> **Исходный текст**

════════════════

Глубинное неЧто уже не откроетсЯ
№ 2008 / 7, 23.02.2015
Случай Пяйви Ненонен – уникальный в своём роде. Чистокровная финка, никогда не имевшая отношения к России, однажды круто изменила свою жизнь: переехала в Питер, в совершенстве овладела русским, и не только изучает нашу современную словесность как литературовед и критик, но и пишет сама – рассказы Пяйви печатаются в «Звезде», были в лонг-листе премии «Ясная Поляна», готовится к изданию книга малой прозы…
– Пяйви, как же всё это получилось?
– Прозвучит довольно банально, но я влюбилась в Россию с первого взгляда. Мне было шестнадцать лет. Приехала в тогда ещё Ленинград со школьной группой. И что-то случилось такое непонятное, иррациональное, что заставило меня, робкого закомплексованного ребёнка, да ещё и с моим плохим зрением, так круто развернуться и броситься сломя голову невесть куда. Иностранцы обычно любят Россию за литературу, культуру или какую-нибудь возвышенную экзотику, а у меня всё случилось на пустом месте. Меня очаровали лакированные матрёшки, первомайские плакаты и разная там советская показуха для туристов. Эта шелуха впоследствии отпала. Как будто невидимая рука нарисовала на всей этой пошлости крестик и написала: «Копать тут». Вот я и окопалась.
А писать я начала вроде как случайно. В студенческие годы, правда, писала много писем – очень много. Они поглощали весь графоманский пыл. А тут как-то случился пустой такой период, лето, жара, работы нет, даже письма писать не о чем. Прочитала рассказы Феликса Светлова, милые такие, тёплые, без претензии. Захотелось тоже что-нибудь написать в этом роде. Вот и стала полушутя писать рассказы, по принципу «вдруг что получится». А когда вроде получилось, отнесла в редакцию – вдруг возьмут. Ну а раз взяли, надо написать что-нибудь ещё…
– А русский когда начали учить? И как вы сами думаете, в совершенстве ли им овладели?
– Тогда же, после поездки в Ленинград. Наверное, совершенства в шестнадцатилетнем возрасте не может получиться, потому что такого не может быть никогда. Всё-таки какое-то глубинное нечто уже не откроется.

════════════════

> **Записи набора данных**
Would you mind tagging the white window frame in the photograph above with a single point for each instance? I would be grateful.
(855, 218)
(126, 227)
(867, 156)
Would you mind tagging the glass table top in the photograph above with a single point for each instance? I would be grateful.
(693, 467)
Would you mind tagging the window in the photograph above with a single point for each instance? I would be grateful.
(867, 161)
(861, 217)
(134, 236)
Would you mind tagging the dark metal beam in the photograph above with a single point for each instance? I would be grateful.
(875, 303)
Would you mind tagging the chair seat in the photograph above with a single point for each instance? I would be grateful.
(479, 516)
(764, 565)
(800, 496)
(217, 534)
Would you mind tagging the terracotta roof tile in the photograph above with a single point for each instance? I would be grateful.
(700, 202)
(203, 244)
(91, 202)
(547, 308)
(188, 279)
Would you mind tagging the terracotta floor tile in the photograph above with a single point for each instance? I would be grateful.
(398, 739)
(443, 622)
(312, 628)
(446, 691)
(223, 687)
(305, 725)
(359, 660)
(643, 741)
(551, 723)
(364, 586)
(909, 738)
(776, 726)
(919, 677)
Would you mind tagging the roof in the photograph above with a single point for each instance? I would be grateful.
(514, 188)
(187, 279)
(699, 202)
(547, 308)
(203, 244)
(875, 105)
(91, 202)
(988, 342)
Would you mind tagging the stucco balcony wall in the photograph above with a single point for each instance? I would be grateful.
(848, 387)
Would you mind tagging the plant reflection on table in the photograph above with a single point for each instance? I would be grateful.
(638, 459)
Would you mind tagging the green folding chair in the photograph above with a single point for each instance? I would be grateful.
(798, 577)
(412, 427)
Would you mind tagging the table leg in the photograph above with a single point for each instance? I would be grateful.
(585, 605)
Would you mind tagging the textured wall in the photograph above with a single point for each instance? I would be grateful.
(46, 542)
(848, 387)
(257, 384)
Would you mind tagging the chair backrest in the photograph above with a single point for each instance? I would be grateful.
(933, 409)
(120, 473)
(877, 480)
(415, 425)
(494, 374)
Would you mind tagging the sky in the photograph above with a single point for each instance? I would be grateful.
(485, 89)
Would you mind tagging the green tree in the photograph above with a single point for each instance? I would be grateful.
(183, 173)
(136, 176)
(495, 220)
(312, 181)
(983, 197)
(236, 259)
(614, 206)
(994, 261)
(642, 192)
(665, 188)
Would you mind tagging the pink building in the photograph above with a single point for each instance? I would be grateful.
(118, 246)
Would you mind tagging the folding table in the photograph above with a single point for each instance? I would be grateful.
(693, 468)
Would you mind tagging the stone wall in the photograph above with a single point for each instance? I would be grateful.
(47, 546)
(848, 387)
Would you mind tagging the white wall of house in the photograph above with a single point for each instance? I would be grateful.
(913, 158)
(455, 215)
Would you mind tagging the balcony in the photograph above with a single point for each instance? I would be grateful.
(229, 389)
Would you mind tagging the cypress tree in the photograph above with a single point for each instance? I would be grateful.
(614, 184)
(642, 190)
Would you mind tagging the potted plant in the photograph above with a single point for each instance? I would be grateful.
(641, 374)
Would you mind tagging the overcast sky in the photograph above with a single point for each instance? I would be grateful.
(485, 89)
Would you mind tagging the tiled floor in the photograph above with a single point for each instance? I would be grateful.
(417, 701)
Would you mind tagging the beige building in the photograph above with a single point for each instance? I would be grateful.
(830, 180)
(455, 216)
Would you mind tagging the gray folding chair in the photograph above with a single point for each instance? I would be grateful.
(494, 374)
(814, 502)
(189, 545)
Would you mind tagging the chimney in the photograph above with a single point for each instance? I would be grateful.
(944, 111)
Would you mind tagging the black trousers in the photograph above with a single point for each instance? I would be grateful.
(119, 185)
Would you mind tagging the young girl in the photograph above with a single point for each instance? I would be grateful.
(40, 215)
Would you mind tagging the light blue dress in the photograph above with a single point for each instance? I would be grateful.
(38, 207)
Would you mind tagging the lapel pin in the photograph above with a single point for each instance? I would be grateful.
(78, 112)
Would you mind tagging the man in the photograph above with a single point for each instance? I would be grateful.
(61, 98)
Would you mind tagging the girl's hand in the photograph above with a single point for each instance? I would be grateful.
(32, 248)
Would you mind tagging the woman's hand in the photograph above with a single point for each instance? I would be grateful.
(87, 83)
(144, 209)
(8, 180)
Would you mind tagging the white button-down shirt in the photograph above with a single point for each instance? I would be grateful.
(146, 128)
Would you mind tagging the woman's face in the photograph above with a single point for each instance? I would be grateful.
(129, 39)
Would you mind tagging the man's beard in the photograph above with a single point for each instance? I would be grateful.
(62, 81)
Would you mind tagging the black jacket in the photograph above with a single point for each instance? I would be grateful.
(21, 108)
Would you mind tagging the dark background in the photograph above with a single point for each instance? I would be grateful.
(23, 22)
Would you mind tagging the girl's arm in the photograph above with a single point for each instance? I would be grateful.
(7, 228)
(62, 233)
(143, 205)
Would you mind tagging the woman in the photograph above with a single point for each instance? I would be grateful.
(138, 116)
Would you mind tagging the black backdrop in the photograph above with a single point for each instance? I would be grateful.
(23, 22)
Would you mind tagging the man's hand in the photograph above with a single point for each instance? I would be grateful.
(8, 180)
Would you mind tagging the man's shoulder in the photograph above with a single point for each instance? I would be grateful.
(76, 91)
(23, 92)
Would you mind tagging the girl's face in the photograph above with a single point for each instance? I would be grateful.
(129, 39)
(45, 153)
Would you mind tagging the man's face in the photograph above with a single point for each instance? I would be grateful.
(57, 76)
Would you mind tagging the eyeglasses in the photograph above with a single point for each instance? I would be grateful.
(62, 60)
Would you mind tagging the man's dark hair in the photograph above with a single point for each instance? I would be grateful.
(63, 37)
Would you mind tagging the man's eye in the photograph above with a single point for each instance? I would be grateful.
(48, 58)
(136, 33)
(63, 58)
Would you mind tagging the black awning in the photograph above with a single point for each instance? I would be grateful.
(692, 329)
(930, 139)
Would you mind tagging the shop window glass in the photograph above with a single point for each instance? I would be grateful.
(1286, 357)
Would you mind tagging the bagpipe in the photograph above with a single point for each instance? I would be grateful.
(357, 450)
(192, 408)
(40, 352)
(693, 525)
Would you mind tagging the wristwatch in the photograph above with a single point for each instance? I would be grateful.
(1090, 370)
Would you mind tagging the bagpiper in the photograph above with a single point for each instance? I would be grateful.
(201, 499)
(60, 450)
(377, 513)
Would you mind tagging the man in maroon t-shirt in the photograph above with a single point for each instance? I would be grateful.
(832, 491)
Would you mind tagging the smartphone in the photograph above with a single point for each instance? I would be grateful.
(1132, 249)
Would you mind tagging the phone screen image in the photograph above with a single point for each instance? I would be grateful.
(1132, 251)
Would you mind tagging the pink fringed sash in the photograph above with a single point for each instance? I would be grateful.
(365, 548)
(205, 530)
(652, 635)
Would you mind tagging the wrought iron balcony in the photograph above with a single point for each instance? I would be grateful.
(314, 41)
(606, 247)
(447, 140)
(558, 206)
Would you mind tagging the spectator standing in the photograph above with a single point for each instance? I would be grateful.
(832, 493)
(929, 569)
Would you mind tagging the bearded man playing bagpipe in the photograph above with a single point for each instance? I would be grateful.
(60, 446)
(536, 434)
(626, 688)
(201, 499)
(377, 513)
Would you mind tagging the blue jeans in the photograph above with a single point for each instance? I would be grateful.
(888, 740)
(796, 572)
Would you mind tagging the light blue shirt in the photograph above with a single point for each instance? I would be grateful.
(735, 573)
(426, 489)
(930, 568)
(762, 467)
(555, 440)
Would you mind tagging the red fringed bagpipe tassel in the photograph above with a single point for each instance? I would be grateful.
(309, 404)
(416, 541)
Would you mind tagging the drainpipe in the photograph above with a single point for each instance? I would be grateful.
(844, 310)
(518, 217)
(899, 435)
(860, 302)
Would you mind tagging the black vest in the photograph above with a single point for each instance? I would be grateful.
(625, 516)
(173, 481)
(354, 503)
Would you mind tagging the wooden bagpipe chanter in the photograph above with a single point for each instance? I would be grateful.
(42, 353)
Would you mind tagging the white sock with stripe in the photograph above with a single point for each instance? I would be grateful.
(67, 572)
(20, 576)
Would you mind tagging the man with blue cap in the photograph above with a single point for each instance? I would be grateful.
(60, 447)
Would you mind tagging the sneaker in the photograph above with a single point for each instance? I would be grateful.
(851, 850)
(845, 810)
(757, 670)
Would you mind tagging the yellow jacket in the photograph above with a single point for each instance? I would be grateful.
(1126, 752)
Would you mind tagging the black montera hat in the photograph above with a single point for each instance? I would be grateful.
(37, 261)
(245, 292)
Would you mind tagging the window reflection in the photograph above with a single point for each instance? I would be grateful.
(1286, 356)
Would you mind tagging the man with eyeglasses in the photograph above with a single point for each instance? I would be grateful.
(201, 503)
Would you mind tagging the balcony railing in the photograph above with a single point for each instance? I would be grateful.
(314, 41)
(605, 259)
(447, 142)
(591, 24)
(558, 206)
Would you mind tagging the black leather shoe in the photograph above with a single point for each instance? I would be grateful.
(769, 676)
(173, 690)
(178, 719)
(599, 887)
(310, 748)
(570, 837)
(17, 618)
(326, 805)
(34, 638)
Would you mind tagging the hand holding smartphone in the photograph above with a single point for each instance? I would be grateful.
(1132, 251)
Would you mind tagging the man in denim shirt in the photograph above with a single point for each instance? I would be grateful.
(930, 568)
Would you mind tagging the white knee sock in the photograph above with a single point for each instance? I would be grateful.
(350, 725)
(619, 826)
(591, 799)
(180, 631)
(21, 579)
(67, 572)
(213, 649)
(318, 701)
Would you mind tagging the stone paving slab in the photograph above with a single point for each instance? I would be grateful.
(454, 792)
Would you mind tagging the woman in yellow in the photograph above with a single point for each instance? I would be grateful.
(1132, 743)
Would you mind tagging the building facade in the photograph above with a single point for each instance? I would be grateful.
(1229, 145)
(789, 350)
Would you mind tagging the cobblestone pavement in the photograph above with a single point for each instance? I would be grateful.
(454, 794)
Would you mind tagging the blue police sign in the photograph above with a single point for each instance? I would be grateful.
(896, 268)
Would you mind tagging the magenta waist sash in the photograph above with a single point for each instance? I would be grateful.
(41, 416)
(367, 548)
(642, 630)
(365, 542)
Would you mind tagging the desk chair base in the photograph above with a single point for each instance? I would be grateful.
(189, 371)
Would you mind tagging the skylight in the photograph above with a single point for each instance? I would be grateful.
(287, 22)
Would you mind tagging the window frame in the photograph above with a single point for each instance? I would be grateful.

════════════════

> **Список заданий**
**1)** Изложите интервью с Пяйви Ненонен в двух предложениях.
**2)** Оформите в виде нумерованного списка строки записей — всё от строки, содержащей «Would you mind tagging the hand», до строки, содержащей «(1132, 743)», включительно, пропустив пустые строки.
Исходный текст и записи — независимые друг от друга материалы.

> **Решения по заданиям**
**1)** Финка Пяйви Ненонен переехала в Петербург, в совершенстве овладела русским языком, изучает современную русскую словесность как литературовед и критик и сама пишет рассказы, которые печатаются в «Звезде». По её словам, она влюбилась в Россию в шестнадцать лет во время поездки со школьной группой в Ленинград, тогда же начала учить русский, а рассказы стала писать почти случайно, прочитав рассказы Феликса Светлова.

**2)**
1. Would you mind tagging the hand holding smartphone in the photograph above with a single point for each instance? I would be grateful.
2. (1132, 251)
3. Would you mind tagging the man in denim shirt in the photograph above with a single point for each instance? I would be grateful.
4. (930, 568)
5. Would you mind tagging the white knee sock in the photograph above with a single point for each instance? I would be grateful.
6. (350, 725)
7. (619, 826)
8. (591, 799)
9. (180, 631)
10. (21, 579)
11. (67, 572)
12. (213, 649)
13. (318, 701)
14. Would you mind tagging the stone paving slab in the photograph above with a single point for each instance? I would be grateful.
15. (454, 792)
16. Would you mind tagging the woman in yellow in the photograph above with a single point for each instance? I would be grateful.
17. (1132, 743)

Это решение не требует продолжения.